> Excerto do documento
_ _ _ _ _ _ _

Tribunal Constitucional prepara-se para viabilizar eutanásia e suicídio assistido

O Tribunal Constitucional (TC) está prestes a emitir um novo acórdão sobre a lei da eutanásia e do suicídio assistido, sendo expectável que a maioria dos juízes do Palácio Ratton legitime finalmente a legislação aprovada em 2023. A lei, apesar de ter sido promulgada há quase dois anos, nunca teve efeitos práticos, uma vez que a sua regulamentação não foi concluída.

O caso chegou ao TC na sequência de pedidos de fiscalização apresentados por um grupo de 56 deputados do PSD e, em paralelo, pela provedora de Justiça. Questionado pelo jornal Público sobre o estado do processo, o tribunal confirmou que “já deliberou”, mas não esclareceu qual o sentido da decisão, limitando-se a informar que a redação final do acórdão está em curso.

O responsável pela elaboração do texto final é o vice-presidente do TC, Gonçalo Almeida Ribeiro. O juiz, apesar de ter participado nos chumbos das versões anteriores da lei, sempre defendeu que a Constituição não impede a legalização da eutanásia e do suicídio assistido. Segundo Almeida Ribeiro, os problemas identificados nas versões anteriores prendiam-se essencialmente com a redação do diploma e a falta de clareza em certos conceitos, como a definição de “sofrimento de grande intensidade”.


Nova versão da lei elimina ambiguidades
A atual versão da lei, publicada em março de 2023, procurou corrigir essas ambiguidades, estabelecendo, por exemplo, que a “morte medicamente assistida só pode ocorrer por eutanásia quando o suicídio medicamente assistido for impossível devido a incapacidade física do doente”. Este ajustamento foi uma resposta a um dos principais argumentos dos juízes que se opunham à lei, os quais defendiam que o suicídio assistido deveria ser sempre a primeira opção, dado que confere maior garantia de autodeterminação ao doente.

_ _ _ _ _ _ _

> Dados apresentados
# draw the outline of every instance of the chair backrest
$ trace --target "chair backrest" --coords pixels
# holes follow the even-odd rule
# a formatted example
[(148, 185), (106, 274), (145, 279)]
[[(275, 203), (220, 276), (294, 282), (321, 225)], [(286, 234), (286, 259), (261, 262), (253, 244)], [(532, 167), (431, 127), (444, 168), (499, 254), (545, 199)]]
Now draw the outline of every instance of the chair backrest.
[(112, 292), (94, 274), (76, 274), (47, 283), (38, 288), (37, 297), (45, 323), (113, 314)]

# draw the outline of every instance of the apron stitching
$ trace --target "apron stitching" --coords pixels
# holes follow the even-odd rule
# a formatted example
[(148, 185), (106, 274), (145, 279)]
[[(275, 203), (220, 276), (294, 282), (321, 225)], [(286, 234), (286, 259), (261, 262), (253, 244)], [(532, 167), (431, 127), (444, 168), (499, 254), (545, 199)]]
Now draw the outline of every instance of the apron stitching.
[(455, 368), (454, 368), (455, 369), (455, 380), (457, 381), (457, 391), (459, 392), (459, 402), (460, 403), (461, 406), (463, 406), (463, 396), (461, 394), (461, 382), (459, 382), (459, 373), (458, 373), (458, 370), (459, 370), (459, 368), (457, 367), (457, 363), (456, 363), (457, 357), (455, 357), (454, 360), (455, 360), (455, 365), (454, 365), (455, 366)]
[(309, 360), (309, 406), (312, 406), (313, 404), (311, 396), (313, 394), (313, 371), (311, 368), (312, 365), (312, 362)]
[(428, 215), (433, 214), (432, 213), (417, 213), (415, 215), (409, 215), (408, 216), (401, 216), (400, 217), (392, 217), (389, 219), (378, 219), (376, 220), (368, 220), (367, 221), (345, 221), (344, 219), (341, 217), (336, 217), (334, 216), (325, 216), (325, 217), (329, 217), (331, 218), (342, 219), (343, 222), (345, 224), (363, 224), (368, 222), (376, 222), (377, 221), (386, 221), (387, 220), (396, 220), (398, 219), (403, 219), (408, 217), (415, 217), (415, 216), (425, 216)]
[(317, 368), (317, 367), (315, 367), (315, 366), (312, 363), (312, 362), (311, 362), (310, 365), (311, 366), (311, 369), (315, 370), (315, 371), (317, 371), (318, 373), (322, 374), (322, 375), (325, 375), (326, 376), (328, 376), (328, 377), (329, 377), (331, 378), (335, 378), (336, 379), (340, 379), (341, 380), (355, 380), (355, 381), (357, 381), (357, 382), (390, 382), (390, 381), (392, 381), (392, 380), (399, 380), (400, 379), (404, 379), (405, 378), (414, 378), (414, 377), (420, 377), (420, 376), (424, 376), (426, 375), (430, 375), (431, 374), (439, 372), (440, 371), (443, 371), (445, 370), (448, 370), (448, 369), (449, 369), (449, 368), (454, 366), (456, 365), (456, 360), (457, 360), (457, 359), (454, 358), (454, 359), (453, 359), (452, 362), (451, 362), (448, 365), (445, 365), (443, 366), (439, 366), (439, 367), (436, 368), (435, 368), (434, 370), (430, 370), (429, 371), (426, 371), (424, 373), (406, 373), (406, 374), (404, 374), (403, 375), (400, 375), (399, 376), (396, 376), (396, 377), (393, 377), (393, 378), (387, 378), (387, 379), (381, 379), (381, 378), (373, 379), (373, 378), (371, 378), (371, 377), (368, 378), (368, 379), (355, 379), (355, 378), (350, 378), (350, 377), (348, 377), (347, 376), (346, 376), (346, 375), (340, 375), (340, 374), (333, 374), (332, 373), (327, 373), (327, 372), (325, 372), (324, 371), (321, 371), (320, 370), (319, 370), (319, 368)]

_ _ _ _ _ _ _

> Lista de atividades
1. Copie do texto sobre a lei da eutanásia o trecho entre "O Tribunal Constitucional" e "não foi concluída.", inclusive.
2. Indique todas as passagens que o texto sobre a lei da eutanásia apresenta entre aspas.
3. Prossiga o texto sobre a lei da eutanásia a partir do ponto em que termina.

> As suas respostas
1.
O Tribunal Constitucional (TC) está prestes a emitir um novo acórdão sobre a lei da eutanásia e do suicídio assistido, sendo expectável que a maioria dos juízes do Palácio Ratton legitime finalmente a legislação aprovada em 2023. A lei, apesar de ter sido promulgada há quase dois anos, nunca teve efeitos práticos, uma vez que a sua regulamentação não foi concluída.

2.
- “já deliberou”
- “sofrimento de grande intensidade”
- “morte medicamente assistida só pode ocorrer por eutanásia quando o suicídio medicamente assistido for impossível devido a incapacidade física do doente”

3.
Em janeiro de 2023, quando analisou a versão anterior do diploma, Almeida Ribeiro destacou a importância dessa hierarquização: “O suicídio tem a vantagem indiscutível de consubstanciar uma garantia acrescida de firmeza da vontade de morrer, uma vez que conserva o facto no domínio do autor, responsabiliza-o pelas suas consequências e adstringe-o a vencer a inclinação para a sobrevivência (…). A exigência de que a pessoa pratique o ato confronta-a com a decisão de morrer até ao último momento.”

Este argumento foi reforçado pelo atual presidente do TC, José João Abrantes, que já alertava para o risco de transformar a constitucionalidade da morte medicamente assistida “numa mera hipótese teórica” ou limitada a situações de morte iminente, o que a tornaria praticamente inaplicável.

A última análise do TC sobre este tema foi marcada por um equilíbrio de posições dentro do coletivo de juízes, com os 13 magistrados do tribunal a dividirem-se quase ao meio. Almeida Ribeiro, apesar de ter votado contra a versão anterior da lei, criticou o que considerava ser exigências irrealistas colocadas ao legislador na definição dos conceitos fundamentais.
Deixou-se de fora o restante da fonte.